START EXTRACTED TEXT

The Fulbright Association is deeply saddened by the passing of Lifetime Member Earl “Bud” Rovit, an internationally acclaimed literary scholar and four-time Fulbright recipient.
Rovit, a leading literary scholar of the writing of Ernest Hemingway, Ralph Ellison, Saul Bellow and William Faulkner, and in the early 1960’s, one of the first to discern and explore what became known as the Jewish American literary tradition, including writers such as Bellow, Bernard Malamud, Norman Mailer and Philip Roth, died April 16 in New York City. He was 90.
Rovit was a Professor of American Literature at the City College of New York from 1966 to his retirement in 1996. Over the course of a career that began in 1955, he was the recipient of Guggenheim and National Endowment for the Humanities Fellowships, and four Fulbright Professorships (Germany, France, China and India).

END EXTRACTED TEXT

## [YOUR ASSIGNMENT]
Can you proceed with the Earl Rovit obituary, picking up after its last sentence? The data that comes next is separate material, unrelated to the Earl Rovit obituary.

START DATA

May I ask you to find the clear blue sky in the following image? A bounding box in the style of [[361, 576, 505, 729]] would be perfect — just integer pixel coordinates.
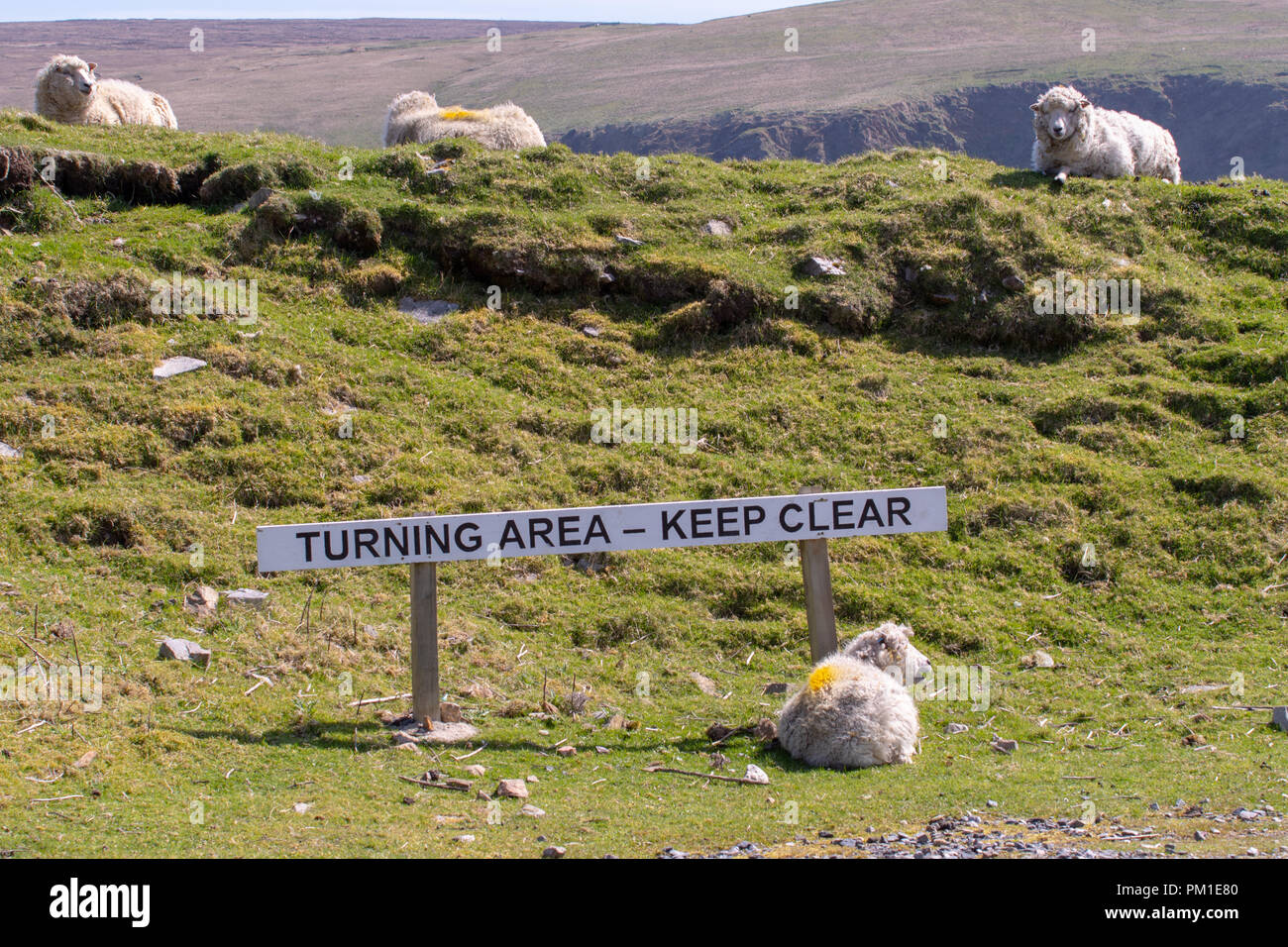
[[0, 0, 818, 23]]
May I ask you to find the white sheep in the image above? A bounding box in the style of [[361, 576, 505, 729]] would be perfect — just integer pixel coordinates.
[[778, 621, 930, 770], [1029, 85, 1181, 184], [36, 55, 179, 129], [383, 91, 546, 151]]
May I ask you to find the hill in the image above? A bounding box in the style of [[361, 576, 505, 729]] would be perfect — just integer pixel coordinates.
[[0, 0, 1288, 180], [0, 112, 1288, 857]]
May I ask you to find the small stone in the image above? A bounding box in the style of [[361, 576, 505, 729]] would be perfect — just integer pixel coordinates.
[[1020, 651, 1055, 668], [398, 296, 461, 326], [224, 588, 268, 608], [690, 672, 718, 697], [152, 356, 206, 378], [158, 638, 210, 668], [802, 257, 845, 275], [493, 780, 528, 798], [183, 585, 219, 617]]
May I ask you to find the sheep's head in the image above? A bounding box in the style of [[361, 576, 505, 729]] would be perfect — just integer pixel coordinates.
[[1029, 85, 1091, 142], [389, 91, 438, 115], [40, 55, 98, 106], [841, 621, 930, 684]]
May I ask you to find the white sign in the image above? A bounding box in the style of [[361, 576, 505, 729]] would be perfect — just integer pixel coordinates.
[[255, 487, 948, 573]]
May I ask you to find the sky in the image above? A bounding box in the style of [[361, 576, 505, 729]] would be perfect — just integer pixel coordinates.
[[0, 0, 818, 23]]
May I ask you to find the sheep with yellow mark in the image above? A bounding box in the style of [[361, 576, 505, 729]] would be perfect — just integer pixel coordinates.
[[383, 91, 546, 151], [778, 621, 930, 770]]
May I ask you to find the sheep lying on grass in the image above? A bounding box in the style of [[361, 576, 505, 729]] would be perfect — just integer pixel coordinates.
[[1029, 85, 1181, 184], [383, 91, 546, 150], [36, 55, 179, 129], [778, 621, 930, 770]]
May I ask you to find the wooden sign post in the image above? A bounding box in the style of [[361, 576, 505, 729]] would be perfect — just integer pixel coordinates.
[[255, 487, 948, 742]]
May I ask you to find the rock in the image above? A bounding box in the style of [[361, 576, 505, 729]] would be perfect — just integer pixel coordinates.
[[690, 672, 718, 697], [398, 296, 461, 326], [802, 257, 845, 275], [152, 356, 206, 378], [1020, 651, 1055, 668], [246, 187, 274, 210], [224, 588, 268, 608], [492, 780, 528, 798], [158, 638, 210, 668], [183, 585, 219, 617]]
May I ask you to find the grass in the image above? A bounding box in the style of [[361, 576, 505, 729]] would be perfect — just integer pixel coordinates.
[[0, 112, 1288, 856]]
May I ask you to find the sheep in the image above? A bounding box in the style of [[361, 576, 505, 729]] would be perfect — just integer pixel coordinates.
[[1029, 85, 1181, 184], [778, 621, 930, 770], [36, 55, 179, 129], [383, 91, 546, 150]]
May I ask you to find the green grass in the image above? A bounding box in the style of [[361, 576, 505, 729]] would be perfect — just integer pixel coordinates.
[[0, 112, 1288, 856]]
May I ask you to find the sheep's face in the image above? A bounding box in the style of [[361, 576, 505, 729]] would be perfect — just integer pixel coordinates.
[[844, 621, 930, 684], [49, 59, 98, 100], [1029, 90, 1091, 142]]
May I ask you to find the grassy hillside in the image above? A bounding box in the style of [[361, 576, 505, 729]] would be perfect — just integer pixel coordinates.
[[0, 112, 1288, 857], [0, 0, 1288, 145]]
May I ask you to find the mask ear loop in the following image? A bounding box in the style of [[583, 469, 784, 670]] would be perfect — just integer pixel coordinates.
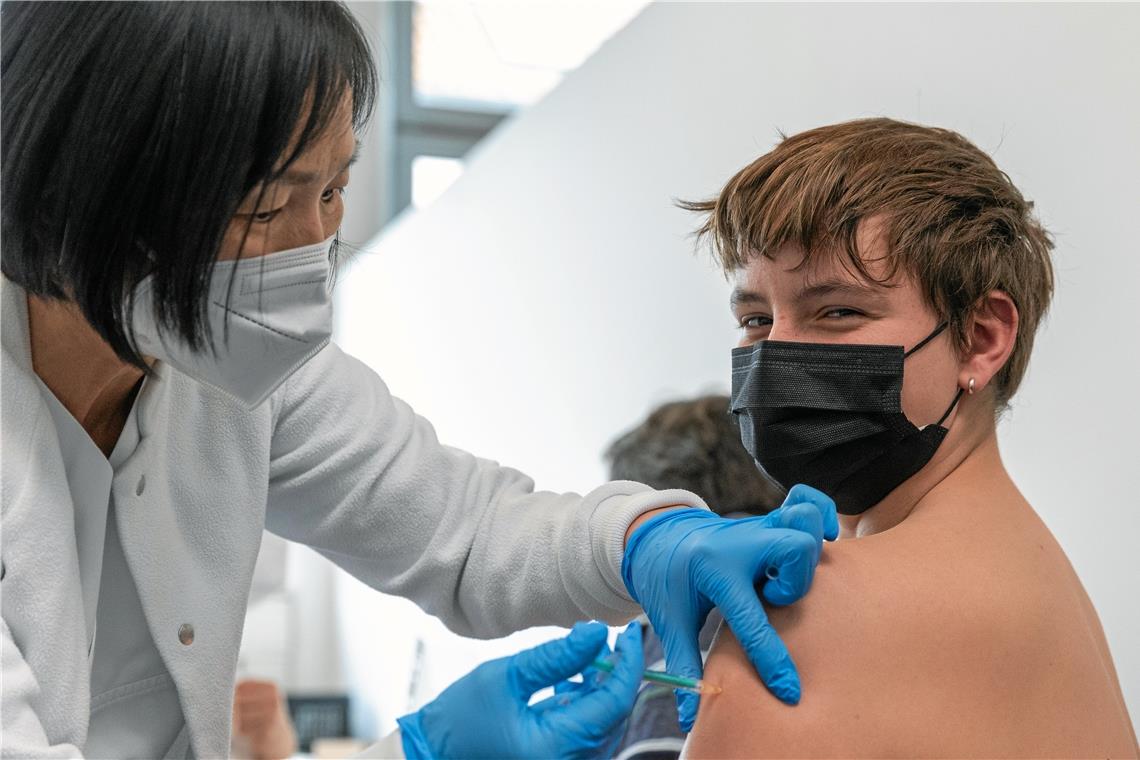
[[935, 389, 962, 427], [903, 322, 962, 428], [903, 322, 950, 359]]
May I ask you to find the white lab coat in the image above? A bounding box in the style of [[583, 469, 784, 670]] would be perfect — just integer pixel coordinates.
[[0, 278, 703, 758]]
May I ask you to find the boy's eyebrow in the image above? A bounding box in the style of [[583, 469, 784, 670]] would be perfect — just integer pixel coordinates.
[[728, 287, 768, 309], [280, 140, 360, 185], [796, 279, 885, 301]]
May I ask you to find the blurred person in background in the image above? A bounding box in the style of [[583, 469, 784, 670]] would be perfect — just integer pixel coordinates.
[[605, 395, 784, 760]]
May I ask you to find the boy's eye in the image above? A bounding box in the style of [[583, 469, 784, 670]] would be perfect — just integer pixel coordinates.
[[740, 314, 772, 328]]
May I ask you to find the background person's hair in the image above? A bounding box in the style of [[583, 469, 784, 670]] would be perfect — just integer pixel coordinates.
[[605, 395, 783, 515], [0, 1, 377, 367], [679, 119, 1053, 410]]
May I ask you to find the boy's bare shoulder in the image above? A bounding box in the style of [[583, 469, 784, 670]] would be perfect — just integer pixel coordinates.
[[686, 532, 1127, 758]]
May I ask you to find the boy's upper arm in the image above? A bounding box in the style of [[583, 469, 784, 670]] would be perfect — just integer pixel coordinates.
[[686, 547, 994, 758]]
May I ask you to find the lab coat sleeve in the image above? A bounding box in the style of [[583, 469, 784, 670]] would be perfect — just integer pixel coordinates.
[[267, 344, 705, 637], [0, 621, 83, 760]]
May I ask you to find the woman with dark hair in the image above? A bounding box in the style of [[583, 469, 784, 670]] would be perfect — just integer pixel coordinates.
[[0, 2, 838, 758]]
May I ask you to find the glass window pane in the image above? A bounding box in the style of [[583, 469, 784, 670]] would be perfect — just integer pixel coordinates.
[[412, 0, 648, 111], [412, 156, 463, 209]]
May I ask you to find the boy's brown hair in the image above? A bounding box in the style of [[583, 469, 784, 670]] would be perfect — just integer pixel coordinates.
[[679, 119, 1053, 409]]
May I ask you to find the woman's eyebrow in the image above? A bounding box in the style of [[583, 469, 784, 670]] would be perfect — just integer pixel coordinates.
[[280, 140, 360, 185]]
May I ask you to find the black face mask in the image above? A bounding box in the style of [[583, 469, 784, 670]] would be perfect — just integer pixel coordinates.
[[732, 324, 962, 515]]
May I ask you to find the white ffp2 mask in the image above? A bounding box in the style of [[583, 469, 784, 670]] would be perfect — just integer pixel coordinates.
[[131, 236, 335, 409]]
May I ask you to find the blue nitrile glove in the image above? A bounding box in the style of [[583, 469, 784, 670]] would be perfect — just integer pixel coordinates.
[[621, 485, 839, 732], [397, 623, 643, 760]]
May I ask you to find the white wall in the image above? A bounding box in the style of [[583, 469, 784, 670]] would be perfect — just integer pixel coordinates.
[[339, 3, 1140, 722]]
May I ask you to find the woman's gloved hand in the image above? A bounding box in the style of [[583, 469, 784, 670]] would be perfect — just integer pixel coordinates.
[[621, 485, 839, 732], [397, 623, 643, 760]]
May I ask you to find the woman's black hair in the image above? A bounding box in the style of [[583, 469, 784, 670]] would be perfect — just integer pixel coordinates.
[[0, 1, 377, 367]]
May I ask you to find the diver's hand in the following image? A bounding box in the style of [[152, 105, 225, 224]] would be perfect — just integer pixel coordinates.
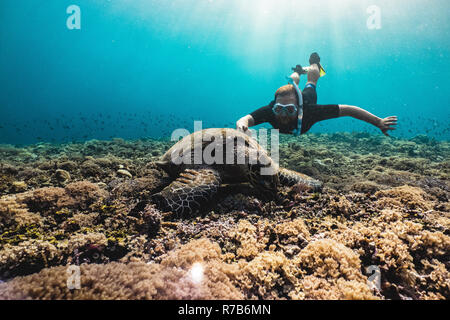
[[291, 64, 307, 75], [378, 116, 397, 137], [236, 121, 248, 133]]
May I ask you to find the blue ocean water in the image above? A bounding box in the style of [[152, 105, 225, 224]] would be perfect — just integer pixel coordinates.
[[0, 0, 450, 144]]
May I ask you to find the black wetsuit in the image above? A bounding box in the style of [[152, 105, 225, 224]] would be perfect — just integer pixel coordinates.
[[250, 85, 339, 134]]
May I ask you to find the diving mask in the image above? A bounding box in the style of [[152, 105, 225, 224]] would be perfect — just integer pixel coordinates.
[[272, 103, 297, 116]]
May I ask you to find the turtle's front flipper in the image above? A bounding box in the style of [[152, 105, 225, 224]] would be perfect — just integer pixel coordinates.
[[278, 168, 322, 192], [152, 169, 221, 216]]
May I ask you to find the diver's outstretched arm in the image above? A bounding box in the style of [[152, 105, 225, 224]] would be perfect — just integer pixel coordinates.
[[339, 104, 397, 136]]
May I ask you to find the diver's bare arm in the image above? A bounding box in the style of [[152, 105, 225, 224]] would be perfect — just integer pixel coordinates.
[[339, 104, 397, 136], [236, 114, 255, 132]]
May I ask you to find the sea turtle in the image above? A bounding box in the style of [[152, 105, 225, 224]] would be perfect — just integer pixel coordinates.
[[151, 128, 322, 216]]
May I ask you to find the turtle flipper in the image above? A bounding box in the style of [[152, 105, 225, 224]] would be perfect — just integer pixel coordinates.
[[152, 169, 221, 216], [278, 168, 322, 192]]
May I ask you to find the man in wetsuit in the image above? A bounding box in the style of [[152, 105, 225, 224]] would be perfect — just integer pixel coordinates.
[[236, 53, 397, 136]]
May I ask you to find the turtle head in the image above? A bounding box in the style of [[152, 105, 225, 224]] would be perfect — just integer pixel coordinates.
[[248, 164, 279, 198]]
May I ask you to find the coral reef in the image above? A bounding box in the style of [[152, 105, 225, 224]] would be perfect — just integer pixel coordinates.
[[0, 133, 450, 299]]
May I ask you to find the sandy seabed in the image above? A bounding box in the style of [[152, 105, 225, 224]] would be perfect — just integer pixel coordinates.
[[0, 133, 450, 299]]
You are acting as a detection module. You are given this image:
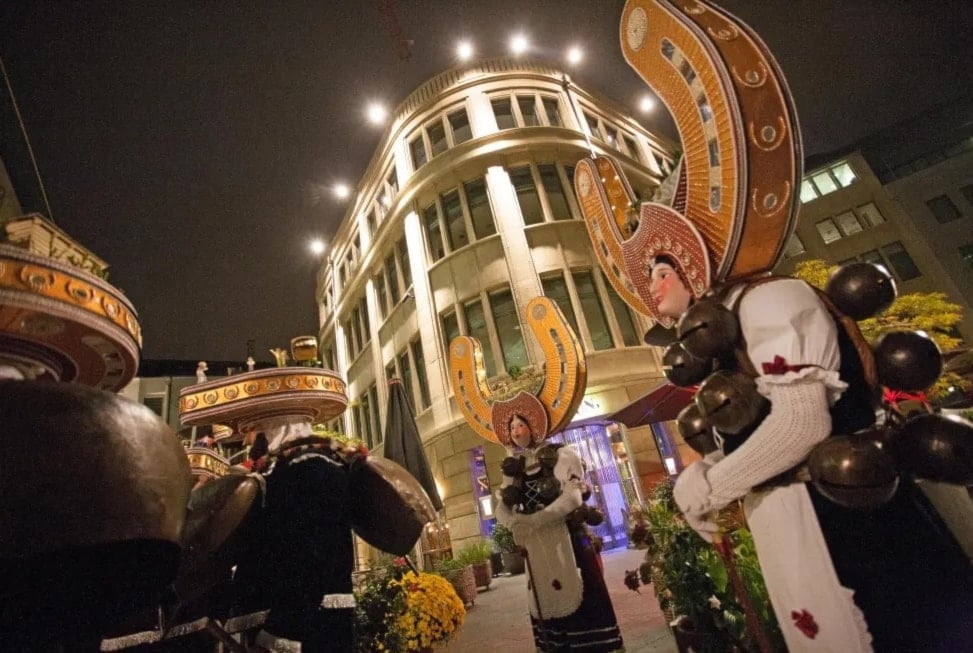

END DATA

## [EXPECTED ANSWER]
He published Ernest Hemingway in 1963 and it was translated into 12 languages. A revised edition in collaboration with Gerry Brenner was released in 1986. In addition to six books of literary criticism and over sixty journal articles, essays and literary criticism for publications including The Sewanee Review, the Yale Review, and the Southern Review, he was the author of three critically acclaimed novels: The Player King, A Far Cry, and Crossings.
Peter Collier, writing in the New York Times Book Review in 1967, said “A Far Cry is both deft and audacious. Rovit, demonstrating a respect for traditional craftmanship, endows each of the narratives with its own suspense and catharsis.”
Crossings, published in 1973 was a novel in the form of two journals, a husband’s and a wife’s, bound back to back. Readers could choose to explore the events of a single day by starting with either journal. “…[N]ot only does it develop a complex historical theme, but beneath its glittering surface are the enduring rhythms of literature, and of myth…”, wrote Mark Taylor in Commonweal.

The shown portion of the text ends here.